## Document segment
· · · ·

From inside the basement kitchen of her Garden City home, the mother of three, who's been baking and decorating for more than seven years, decided to turn her personal hobby into a business — Designer Cakes — creating delectable delicacies for a growing list of clients that stretches across southwest Kansas.
The seven fruit-filled chocolate and vanilla layers Banman's currently working on are for her sister, Tina, who is getting married in a few days.
Most of her clients — brides-to-be — are Banman's favorite customers because making wedding cakes offers her the opportunity to be as creative as she'd like with floral and detail-heavy designs.
"A lot of brides walk in here and they just don't know what they want. I ask them a long series of questions about what they like, and together we figure it out," she said, adding that she goes through several hours of sketches before she and the couple settle on a perfect design.
An array of digital photographs of wedding cakes decorated with satin and fondant ribbons and crimson-red floral cascades line the soft-green walls of the consultation room inside the first-floor room of her home. Already, Banman said, she has seven wedding cakes booked for next year and more consultations with couples on the way.
Come wedding day, however, it's not the bride or groom's reaction she's worried about.
"It's the bride's mom," Banman said. "In my head I'm thinking, 'Is she going to like it?'"
Planning the perfect day
Bride-to-be Tirra Elder can't remember exactly how her wedding cake is going to look, but there's someone else ready with the answer.
"It'll have four tiers," interjects Christopher Cruz, a Garden City cosmetologist by day and wedding planner by night. "It's going to be an ivory cake with black satin ribbon trim — very elegant."
Elder admits she's a perfectionist and searched out an area wedding planner to professionally coordinate her candle-lit winter wedding at the First United Methodist Church in November, pulling in her mother, mother-in-law, and fiance Jordan Carter, 24, for cake, dress and decoration details.
"I knew there were a lot of things to do before we started," said Elder, originally from Leoti and a 2007 graduate of Fort Hays State University. "But the hardest thing to put together has been the wording and ordering of things, like the music and guest lists. We're still even working on the program."

· · · ·

## Data rows
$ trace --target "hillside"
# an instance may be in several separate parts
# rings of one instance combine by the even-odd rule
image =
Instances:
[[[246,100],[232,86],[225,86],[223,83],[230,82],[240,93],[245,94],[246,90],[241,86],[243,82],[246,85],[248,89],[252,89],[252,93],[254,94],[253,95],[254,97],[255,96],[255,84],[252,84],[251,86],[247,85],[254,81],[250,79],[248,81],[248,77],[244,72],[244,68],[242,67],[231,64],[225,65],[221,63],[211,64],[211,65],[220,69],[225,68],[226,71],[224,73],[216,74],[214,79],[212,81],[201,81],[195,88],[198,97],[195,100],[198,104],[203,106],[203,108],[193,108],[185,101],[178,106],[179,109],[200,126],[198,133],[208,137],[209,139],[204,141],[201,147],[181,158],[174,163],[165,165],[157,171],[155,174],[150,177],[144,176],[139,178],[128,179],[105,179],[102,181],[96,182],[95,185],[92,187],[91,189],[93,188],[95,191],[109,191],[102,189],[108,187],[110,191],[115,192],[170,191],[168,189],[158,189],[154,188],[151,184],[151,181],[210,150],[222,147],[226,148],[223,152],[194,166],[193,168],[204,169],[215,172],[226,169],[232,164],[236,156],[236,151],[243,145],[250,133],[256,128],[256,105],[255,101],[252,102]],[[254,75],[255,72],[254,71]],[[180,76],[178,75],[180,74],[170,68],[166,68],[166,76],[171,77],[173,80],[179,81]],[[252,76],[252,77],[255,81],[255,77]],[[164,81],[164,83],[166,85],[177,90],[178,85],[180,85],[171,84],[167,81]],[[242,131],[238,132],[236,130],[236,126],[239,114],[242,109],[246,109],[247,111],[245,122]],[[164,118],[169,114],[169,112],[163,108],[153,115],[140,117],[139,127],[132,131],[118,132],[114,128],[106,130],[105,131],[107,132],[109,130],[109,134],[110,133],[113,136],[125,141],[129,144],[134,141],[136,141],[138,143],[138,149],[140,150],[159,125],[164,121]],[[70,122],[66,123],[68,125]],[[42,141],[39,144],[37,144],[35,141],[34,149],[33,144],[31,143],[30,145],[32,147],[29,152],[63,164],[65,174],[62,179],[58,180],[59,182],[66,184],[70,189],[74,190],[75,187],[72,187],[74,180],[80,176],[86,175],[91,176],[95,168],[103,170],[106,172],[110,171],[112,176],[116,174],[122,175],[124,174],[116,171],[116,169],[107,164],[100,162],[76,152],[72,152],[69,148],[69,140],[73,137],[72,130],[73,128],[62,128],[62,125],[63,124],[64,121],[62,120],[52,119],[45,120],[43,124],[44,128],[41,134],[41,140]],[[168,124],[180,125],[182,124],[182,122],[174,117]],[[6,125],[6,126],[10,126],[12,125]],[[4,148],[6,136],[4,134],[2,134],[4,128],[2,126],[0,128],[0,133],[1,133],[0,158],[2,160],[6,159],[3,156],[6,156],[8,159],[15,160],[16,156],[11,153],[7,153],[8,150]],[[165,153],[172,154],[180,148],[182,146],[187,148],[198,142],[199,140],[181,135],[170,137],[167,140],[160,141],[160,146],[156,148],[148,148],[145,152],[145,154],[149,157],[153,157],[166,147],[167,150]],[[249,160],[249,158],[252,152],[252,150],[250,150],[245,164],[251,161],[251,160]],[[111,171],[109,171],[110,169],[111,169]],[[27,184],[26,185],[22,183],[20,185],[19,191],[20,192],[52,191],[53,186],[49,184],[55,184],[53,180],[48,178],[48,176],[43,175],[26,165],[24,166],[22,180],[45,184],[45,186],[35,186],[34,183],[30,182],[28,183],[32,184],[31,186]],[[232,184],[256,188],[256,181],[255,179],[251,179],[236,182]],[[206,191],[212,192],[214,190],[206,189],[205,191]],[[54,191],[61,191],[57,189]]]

· · · ·

## Task directions
In the article about the Garden City cake business, why are brides-to-be Banman's favorite customers? Answer in one to three sentences.

## Exercise answer
Brides-to-be are Banman's favorite customers because making wedding cakes gives her the chance to be as creative as she likes. She can work with floral and detail-heavy designs.